● What this task involves:
Count the lines in the material below that contain the string "segment", treating uppercase and lowercase as different. Give only the number.

── Materials provided

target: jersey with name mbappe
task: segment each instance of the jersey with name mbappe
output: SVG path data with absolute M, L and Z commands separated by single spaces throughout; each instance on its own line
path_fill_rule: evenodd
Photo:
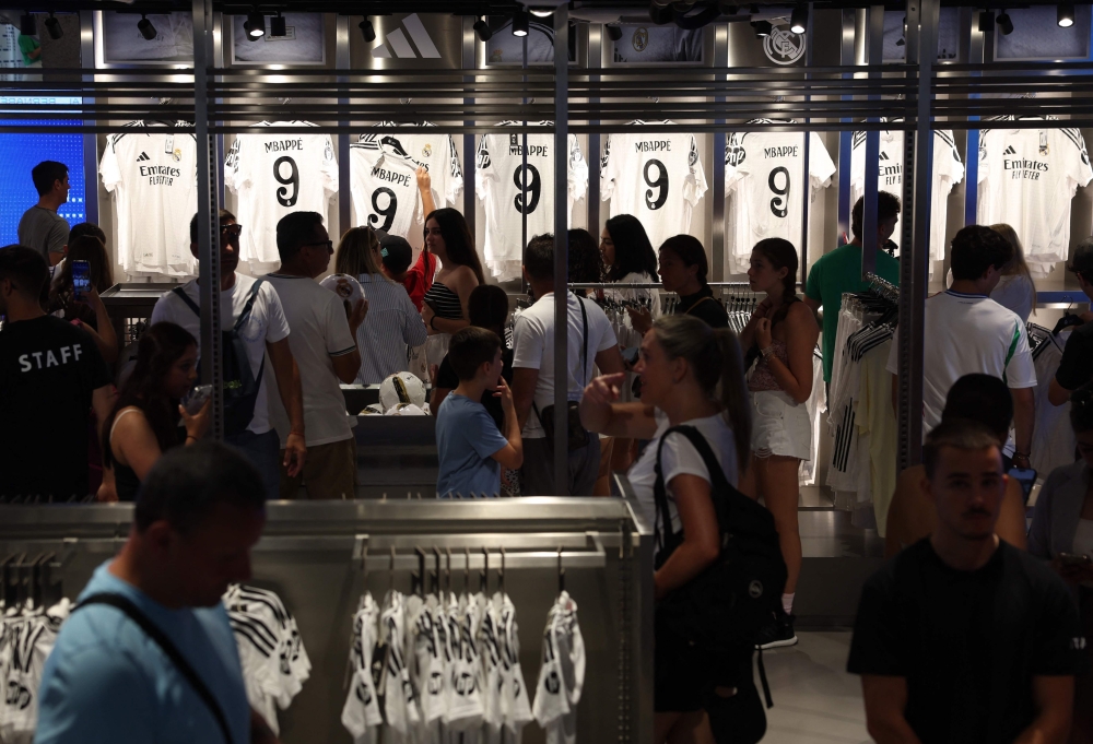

────
── Materials provided

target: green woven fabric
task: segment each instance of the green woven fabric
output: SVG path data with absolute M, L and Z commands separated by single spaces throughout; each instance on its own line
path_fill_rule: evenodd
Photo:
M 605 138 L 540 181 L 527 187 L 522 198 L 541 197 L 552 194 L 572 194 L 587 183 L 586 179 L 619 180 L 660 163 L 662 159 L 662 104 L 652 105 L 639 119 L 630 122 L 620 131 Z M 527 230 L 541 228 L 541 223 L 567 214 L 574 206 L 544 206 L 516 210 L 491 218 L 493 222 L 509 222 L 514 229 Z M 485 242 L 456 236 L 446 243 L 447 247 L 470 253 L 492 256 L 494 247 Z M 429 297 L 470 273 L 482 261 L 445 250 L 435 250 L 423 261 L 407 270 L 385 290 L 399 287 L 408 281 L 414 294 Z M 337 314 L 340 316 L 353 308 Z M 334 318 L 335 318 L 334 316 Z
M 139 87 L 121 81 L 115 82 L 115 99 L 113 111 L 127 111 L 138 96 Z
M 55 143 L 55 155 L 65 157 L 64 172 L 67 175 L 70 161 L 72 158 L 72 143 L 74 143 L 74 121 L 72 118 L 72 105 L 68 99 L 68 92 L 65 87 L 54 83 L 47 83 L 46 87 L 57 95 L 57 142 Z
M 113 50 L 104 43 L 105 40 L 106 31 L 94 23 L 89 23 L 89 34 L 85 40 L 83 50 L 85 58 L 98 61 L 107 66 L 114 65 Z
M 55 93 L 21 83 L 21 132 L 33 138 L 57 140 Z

────

● Complete output:
2